— The exercise —
Pick out each line in the data below that contains the word "green", and copy those lines.

— Items —
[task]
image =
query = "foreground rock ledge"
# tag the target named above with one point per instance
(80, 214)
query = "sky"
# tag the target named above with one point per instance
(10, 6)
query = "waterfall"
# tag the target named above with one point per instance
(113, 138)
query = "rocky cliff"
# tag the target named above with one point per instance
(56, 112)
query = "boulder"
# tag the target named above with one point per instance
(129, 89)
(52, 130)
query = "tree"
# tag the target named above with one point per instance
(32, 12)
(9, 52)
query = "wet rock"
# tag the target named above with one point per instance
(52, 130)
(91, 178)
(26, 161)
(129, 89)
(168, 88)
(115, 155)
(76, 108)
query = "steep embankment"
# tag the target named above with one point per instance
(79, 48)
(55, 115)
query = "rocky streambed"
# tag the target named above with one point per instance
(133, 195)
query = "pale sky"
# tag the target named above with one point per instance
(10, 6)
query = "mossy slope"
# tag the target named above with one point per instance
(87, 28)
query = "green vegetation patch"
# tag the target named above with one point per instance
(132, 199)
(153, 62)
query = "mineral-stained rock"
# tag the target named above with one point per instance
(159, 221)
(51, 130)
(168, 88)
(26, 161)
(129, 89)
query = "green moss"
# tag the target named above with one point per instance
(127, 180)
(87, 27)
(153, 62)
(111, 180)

---

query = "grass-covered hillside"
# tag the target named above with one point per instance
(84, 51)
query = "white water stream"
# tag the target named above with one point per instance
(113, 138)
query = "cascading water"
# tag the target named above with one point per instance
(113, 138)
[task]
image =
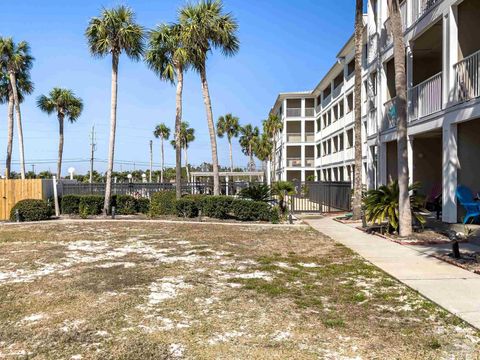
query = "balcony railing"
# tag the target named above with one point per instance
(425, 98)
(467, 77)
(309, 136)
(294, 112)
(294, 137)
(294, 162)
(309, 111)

...

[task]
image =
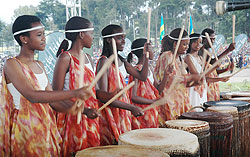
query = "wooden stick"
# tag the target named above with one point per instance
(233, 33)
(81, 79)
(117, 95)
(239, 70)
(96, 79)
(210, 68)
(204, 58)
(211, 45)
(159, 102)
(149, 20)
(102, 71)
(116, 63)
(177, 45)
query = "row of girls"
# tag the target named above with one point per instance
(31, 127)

— Task output —
query = "green vegetation patch"
query = "green moss"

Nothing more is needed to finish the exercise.